======== Text section
The combined system had provided water management solutions to major operators in the New Mexico-Permian region since 2012. After reviewing its processes, the operator realized that the combined solution was the best and most cost-effective choice to eliminate bacteria, hydrogen sulfide (H2S) and scale-related issues.
After evaluating the operator's situation, the ClO2 solution was chosen for on-site ClO2 production to eliminate bacteria in the source water, stop H2S production and prevent plugging of the formation/equipment because of iron sulfide (FeS) and biofilm. In addition to the ClO2 system, the operator decided to use the scale inhibitor solution, benefiting from a single crew and saving money by using the combined solution. Table 1 shows the combined system benefits.
In Well 1, treated between Aug. 3 and Aug. 8, 2014, the source water analysis revealed significant bacteria concentration. The concentration of acid-producing bacteria (APB) and sulfate-reducing bacteria (SRB) is measured in bottle turns, which is a recognized American Petroleum Institute (API) method (API RP 38) to determine bacteria counts in the water.
================
======== Source data
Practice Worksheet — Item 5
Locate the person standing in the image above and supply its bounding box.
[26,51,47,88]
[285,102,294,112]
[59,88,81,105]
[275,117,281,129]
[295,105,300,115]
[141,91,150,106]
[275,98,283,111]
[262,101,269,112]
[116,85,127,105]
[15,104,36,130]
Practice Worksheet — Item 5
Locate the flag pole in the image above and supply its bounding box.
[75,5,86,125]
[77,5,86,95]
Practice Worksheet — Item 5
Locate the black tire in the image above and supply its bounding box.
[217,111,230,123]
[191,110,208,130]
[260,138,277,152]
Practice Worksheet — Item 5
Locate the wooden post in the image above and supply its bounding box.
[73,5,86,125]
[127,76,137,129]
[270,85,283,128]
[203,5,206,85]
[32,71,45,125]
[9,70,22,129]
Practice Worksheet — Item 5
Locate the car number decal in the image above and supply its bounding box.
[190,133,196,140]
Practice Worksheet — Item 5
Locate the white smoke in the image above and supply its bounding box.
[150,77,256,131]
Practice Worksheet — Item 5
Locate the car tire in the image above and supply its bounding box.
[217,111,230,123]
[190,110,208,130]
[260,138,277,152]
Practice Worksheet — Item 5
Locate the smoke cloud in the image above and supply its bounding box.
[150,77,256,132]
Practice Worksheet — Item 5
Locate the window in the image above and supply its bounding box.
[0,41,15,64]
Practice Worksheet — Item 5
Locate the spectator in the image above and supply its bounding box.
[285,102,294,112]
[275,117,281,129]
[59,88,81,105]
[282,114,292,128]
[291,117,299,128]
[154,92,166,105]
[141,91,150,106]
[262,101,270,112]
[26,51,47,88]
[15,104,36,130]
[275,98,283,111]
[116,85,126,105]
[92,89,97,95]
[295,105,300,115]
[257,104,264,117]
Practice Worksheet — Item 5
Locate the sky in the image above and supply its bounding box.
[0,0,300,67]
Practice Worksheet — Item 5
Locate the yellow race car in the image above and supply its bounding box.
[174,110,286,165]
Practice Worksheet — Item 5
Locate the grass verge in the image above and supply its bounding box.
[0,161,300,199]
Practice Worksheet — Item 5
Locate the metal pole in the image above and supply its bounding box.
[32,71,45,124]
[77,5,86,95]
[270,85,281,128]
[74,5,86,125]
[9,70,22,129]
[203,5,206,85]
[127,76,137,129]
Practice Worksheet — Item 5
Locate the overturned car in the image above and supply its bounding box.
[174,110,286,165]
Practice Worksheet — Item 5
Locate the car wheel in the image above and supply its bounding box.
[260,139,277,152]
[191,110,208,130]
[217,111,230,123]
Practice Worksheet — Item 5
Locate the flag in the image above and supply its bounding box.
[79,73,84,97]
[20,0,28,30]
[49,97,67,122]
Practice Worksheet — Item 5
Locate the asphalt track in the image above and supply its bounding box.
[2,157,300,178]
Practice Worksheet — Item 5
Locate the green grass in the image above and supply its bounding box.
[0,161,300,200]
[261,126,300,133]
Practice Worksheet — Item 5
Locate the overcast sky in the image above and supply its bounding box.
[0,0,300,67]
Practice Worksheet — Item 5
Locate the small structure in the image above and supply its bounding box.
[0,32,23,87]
================
======== Source data
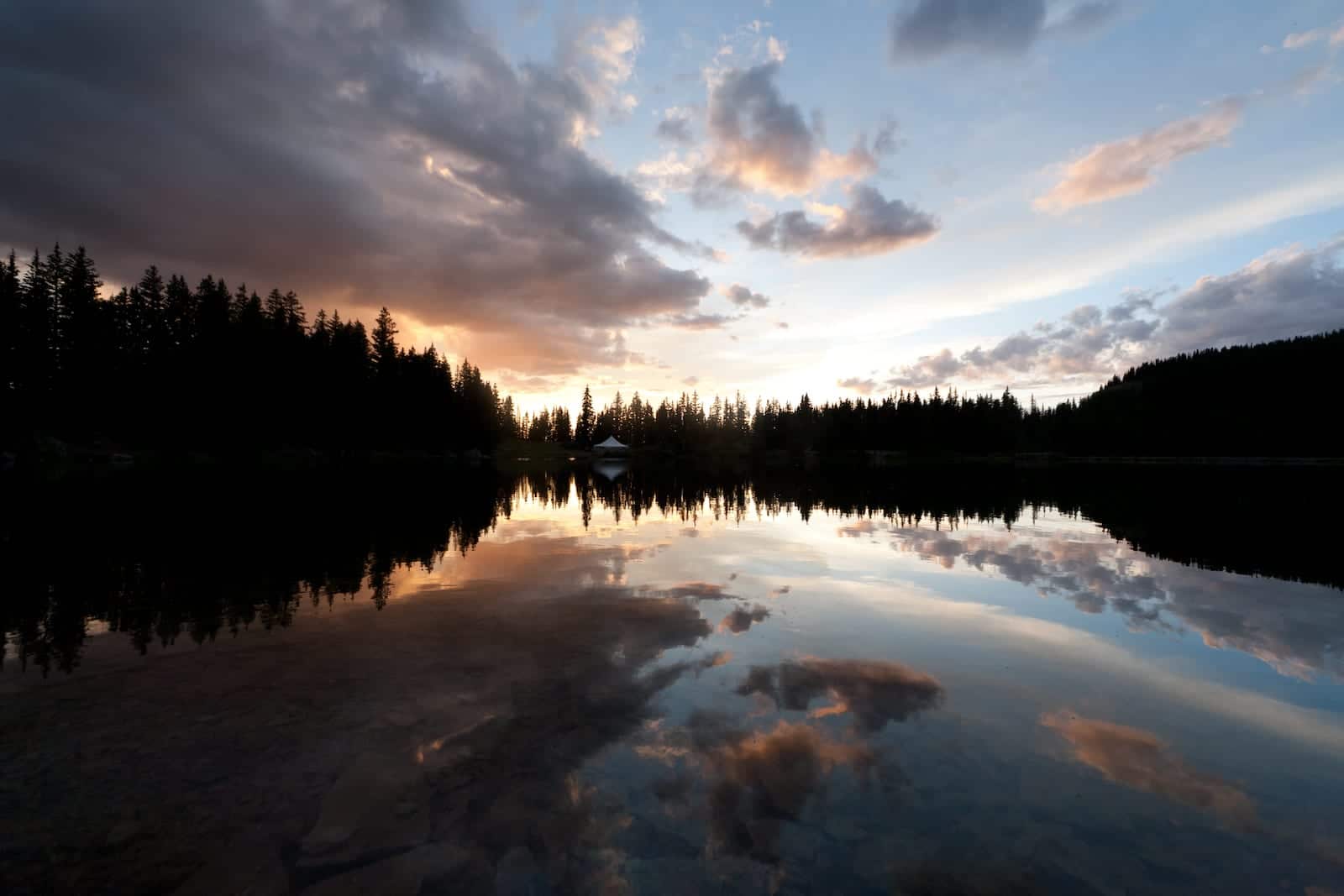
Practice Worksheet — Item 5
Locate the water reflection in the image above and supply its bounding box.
================
Task instructions:
List every abbreviation that the text on the combined water treatment system spells out in full, and give each one's full form.

Exercise solution:
- H2S: hydrogen sulfide
- FeS: iron sulfide
- APB: acid-producing bacteria
- SRB: sulfate-reducing bacteria
- API: American Petroleum Institute